Can you write out every line of these records again, requests included, shifting each coordinate in the answer outlines up by 91? Leave the pictures out.

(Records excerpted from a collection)
-- BEGIN --

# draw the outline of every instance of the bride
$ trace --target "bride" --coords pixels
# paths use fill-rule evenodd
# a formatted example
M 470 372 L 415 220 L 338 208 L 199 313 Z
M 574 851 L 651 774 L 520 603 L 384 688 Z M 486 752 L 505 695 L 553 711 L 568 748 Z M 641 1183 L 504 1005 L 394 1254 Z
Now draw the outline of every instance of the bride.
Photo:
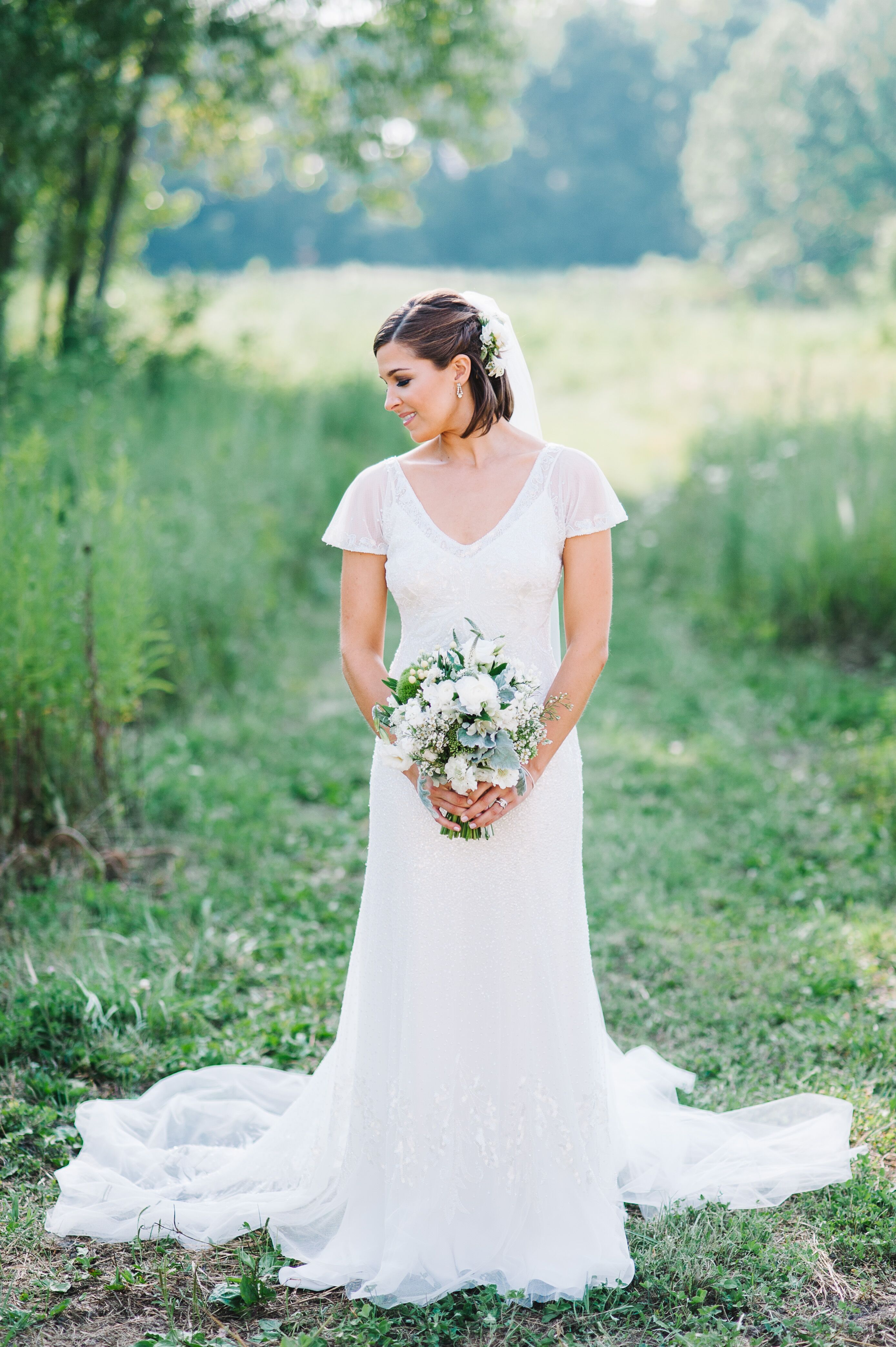
M 544 696 L 563 694 L 551 742 L 521 795 L 455 795 L 377 750 L 342 1016 L 318 1070 L 206 1067 L 81 1105 L 84 1149 L 58 1173 L 47 1227 L 197 1246 L 269 1222 L 295 1261 L 288 1286 L 384 1305 L 480 1284 L 578 1299 L 633 1277 L 627 1202 L 648 1215 L 776 1206 L 849 1179 L 852 1109 L 808 1094 L 689 1109 L 676 1090 L 690 1072 L 608 1037 L 575 722 L 606 660 L 610 528 L 625 513 L 589 457 L 542 439 L 490 299 L 418 295 L 375 350 L 416 447 L 361 473 L 325 533 L 344 550 L 342 660 L 361 714 L 384 696 L 389 590 L 393 672 L 472 618 L 538 669 Z M 496 824 L 493 838 L 442 835 L 447 812 Z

-- END --

> _EXERCISE OUTPUT_
# draw the outline of every instance of the bride
$ trace --target "bride" --coords pixels
# paths use fill-rule evenodd
# a formatted example
M 470 372 L 415 220 L 338 208 L 199 313 Z
M 574 851 L 651 774 L 520 603 L 384 688 Z M 486 752 L 505 695 L 553 711 L 568 748 Z M 641 1183 L 504 1005 L 394 1254 Z
Now draw the outline of every instance of the bride.
Photo:
M 635 787 L 654 785 L 642 833 L 612 886 L 546 886 L 468 841 L 433 1107 L 409 1161 L 297 1158 L 172 1196 L 175 1240 L 149 1264 L 138 1318 L 288 1337 L 360 1313 L 386 1352 L 379 1377 L 475 1396 L 571 1375 L 669 1390 L 724 1368 L 718 1293 L 739 1306 L 867 1297 L 940 1270 L 943 1200 L 899 1185 L 780 1200 L 767 1181 L 781 1163 L 699 1128 L 666 813 L 697 751 L 701 619 L 716 604 L 680 548 L 633 530 L 581 390 L 509 386 L 466 441 L 507 538 L 452 564 L 416 624 L 435 641 L 433 751 L 452 805 L 475 787 L 480 681 L 484 763 L 563 709 L 629 760 Z M 587 915 L 584 929 L 533 926 L 538 903 Z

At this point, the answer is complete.